GOAL OF THE EXERCISE: Exactly as written, restate the material below from its first line through the line containing "x=278, y=93", and stop there.

Segment Start: STUDY MATERIAL

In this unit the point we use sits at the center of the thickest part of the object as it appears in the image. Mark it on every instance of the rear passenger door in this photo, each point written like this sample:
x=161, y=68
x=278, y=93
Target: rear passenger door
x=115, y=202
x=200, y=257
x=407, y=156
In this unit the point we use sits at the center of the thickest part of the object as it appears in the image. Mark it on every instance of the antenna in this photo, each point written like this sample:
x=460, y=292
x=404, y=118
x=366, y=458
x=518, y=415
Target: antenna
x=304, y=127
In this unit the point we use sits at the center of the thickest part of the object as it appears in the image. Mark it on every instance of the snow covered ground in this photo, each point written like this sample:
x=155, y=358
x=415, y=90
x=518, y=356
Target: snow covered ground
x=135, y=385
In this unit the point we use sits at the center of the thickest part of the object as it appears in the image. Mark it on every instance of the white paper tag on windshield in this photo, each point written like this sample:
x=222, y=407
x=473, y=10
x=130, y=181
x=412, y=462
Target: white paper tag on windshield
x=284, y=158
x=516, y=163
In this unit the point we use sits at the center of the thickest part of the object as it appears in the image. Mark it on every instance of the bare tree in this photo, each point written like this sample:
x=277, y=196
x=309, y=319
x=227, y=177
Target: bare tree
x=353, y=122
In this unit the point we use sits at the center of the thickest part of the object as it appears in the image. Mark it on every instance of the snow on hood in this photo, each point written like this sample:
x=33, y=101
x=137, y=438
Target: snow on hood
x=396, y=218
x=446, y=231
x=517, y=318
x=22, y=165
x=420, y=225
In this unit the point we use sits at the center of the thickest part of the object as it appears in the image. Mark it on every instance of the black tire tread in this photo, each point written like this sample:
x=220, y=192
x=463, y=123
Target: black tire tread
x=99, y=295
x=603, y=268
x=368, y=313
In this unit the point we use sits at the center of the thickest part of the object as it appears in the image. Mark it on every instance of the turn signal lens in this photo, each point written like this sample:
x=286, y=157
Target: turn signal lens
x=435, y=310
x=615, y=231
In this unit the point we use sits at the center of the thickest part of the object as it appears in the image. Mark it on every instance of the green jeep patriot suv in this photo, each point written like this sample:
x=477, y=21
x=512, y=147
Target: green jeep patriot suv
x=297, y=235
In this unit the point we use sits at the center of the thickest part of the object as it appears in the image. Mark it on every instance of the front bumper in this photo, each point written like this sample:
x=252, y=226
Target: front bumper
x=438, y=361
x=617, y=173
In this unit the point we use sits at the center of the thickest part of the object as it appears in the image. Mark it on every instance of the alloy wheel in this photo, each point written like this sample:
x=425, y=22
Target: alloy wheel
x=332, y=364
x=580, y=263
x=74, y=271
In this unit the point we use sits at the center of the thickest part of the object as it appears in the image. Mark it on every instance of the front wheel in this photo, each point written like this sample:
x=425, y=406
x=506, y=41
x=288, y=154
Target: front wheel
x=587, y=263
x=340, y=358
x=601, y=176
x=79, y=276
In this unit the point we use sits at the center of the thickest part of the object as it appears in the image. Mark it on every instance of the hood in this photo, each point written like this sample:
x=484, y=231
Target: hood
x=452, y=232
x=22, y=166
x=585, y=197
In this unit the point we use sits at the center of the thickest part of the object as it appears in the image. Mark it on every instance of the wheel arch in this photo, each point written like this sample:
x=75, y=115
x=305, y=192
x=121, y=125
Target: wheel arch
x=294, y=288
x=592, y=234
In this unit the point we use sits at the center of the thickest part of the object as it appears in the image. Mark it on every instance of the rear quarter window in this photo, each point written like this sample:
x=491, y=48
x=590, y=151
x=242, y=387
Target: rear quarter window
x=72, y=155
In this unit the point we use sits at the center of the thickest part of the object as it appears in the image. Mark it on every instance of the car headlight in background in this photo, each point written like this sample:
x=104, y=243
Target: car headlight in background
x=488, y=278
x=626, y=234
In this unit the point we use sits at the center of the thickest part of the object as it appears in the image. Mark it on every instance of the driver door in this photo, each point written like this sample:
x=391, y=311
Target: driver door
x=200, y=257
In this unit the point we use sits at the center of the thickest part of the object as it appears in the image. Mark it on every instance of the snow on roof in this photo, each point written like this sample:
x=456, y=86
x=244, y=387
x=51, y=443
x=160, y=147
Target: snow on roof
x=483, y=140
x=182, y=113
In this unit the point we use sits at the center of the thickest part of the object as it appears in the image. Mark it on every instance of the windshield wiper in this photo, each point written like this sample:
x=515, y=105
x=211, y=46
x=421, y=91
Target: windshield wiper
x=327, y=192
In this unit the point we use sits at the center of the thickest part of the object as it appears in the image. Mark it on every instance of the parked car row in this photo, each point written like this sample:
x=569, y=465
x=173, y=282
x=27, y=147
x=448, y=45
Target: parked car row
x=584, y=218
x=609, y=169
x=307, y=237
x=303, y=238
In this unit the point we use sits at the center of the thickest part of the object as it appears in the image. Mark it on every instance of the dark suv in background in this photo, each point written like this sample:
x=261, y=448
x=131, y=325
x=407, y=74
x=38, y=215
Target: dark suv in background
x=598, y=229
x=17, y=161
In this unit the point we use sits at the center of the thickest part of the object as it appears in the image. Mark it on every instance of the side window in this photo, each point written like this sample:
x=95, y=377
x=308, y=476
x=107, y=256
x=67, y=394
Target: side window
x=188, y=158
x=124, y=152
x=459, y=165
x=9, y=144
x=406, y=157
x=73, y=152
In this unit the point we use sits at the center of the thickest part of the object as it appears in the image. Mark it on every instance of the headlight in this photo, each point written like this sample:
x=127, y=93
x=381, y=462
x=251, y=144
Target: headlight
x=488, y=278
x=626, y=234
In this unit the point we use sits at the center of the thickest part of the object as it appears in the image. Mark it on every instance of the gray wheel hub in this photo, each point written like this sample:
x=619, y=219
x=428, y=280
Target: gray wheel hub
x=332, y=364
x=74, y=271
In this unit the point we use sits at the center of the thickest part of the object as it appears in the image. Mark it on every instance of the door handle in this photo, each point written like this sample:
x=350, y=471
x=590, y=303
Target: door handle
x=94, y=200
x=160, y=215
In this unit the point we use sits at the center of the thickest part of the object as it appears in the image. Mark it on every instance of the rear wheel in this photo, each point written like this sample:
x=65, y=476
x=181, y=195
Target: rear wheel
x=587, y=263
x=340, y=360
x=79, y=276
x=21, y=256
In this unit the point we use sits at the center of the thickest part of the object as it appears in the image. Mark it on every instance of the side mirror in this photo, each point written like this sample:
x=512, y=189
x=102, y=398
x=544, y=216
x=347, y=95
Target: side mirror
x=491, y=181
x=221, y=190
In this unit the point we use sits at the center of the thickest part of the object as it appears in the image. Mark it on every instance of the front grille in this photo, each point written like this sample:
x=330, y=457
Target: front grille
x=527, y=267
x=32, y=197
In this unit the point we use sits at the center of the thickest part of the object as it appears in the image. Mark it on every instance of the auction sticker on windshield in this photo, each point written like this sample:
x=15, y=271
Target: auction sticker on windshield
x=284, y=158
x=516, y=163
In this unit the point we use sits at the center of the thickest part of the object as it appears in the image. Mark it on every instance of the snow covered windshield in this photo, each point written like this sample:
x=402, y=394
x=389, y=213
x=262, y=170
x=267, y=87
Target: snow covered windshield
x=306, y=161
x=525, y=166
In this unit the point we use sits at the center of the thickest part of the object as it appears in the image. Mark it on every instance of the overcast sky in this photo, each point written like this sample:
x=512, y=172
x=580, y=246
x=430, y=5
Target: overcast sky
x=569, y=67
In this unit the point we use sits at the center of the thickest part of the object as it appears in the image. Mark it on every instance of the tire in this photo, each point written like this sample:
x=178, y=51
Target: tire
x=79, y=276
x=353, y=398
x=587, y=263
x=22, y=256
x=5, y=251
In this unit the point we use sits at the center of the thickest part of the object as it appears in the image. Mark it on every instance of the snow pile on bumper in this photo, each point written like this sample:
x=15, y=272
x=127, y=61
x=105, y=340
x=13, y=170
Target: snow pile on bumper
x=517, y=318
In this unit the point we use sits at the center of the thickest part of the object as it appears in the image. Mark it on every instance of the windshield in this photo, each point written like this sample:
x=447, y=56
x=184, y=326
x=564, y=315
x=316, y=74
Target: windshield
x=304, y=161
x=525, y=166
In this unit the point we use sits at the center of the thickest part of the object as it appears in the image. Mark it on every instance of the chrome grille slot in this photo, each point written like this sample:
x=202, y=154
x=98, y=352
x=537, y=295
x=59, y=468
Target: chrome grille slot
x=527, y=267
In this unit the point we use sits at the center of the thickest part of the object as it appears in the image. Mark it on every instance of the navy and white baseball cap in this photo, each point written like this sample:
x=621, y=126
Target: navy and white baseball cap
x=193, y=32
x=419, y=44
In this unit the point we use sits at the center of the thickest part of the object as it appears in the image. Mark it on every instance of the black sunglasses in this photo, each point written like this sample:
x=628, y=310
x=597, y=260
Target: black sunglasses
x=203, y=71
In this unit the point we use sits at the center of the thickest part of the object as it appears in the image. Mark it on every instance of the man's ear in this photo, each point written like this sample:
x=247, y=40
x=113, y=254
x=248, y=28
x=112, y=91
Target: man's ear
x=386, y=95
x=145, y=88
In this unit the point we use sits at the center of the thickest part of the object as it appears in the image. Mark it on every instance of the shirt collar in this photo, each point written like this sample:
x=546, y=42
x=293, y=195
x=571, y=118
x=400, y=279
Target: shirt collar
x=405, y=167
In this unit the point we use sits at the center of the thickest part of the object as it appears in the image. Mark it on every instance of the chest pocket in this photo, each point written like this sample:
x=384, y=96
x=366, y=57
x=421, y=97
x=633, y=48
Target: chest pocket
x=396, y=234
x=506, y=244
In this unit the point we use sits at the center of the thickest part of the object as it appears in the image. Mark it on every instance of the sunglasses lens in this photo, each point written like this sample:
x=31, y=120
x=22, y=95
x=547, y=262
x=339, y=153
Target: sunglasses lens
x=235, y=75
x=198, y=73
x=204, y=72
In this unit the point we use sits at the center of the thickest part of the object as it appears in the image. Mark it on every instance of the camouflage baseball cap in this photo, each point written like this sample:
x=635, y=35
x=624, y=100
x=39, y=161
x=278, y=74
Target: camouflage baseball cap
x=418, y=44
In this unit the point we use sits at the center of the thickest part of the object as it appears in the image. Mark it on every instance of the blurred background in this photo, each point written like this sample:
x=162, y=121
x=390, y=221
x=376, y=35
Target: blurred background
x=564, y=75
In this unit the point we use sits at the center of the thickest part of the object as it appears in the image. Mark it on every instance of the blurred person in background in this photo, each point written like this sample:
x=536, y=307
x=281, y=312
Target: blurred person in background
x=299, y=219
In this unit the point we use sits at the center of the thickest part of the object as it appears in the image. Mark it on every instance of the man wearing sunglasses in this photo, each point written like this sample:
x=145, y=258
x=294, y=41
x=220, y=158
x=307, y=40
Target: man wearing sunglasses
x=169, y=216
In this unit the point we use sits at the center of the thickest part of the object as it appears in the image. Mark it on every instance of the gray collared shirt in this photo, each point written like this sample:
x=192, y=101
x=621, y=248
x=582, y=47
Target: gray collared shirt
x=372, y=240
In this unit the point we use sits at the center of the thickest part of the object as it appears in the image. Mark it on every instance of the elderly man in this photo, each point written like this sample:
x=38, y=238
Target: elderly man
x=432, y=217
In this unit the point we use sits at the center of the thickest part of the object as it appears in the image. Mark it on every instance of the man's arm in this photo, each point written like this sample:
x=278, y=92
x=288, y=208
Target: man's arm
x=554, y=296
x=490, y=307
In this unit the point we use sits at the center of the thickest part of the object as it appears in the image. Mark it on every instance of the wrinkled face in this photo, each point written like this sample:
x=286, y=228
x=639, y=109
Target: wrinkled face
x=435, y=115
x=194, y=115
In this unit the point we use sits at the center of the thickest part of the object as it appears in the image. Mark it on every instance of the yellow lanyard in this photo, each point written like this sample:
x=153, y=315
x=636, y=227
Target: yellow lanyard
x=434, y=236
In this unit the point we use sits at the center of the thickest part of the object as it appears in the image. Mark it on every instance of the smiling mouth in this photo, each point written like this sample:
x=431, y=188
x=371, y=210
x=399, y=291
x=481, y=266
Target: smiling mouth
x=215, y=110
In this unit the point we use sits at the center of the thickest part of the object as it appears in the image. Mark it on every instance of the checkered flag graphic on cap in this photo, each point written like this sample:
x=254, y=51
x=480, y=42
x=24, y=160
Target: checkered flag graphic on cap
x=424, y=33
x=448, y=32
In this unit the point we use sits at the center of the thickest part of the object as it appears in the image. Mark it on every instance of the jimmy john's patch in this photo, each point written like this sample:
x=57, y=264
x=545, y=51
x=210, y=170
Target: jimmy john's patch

Segment End: STUDY MATERIAL

TASK SOLUTION:
In this unit the point we use sits at the center of the thickest part of the object as it appears in the image. Mark it on every instance of the rear passenger door in this photo, each point written like this sample:
x=161, y=68
x=278, y=93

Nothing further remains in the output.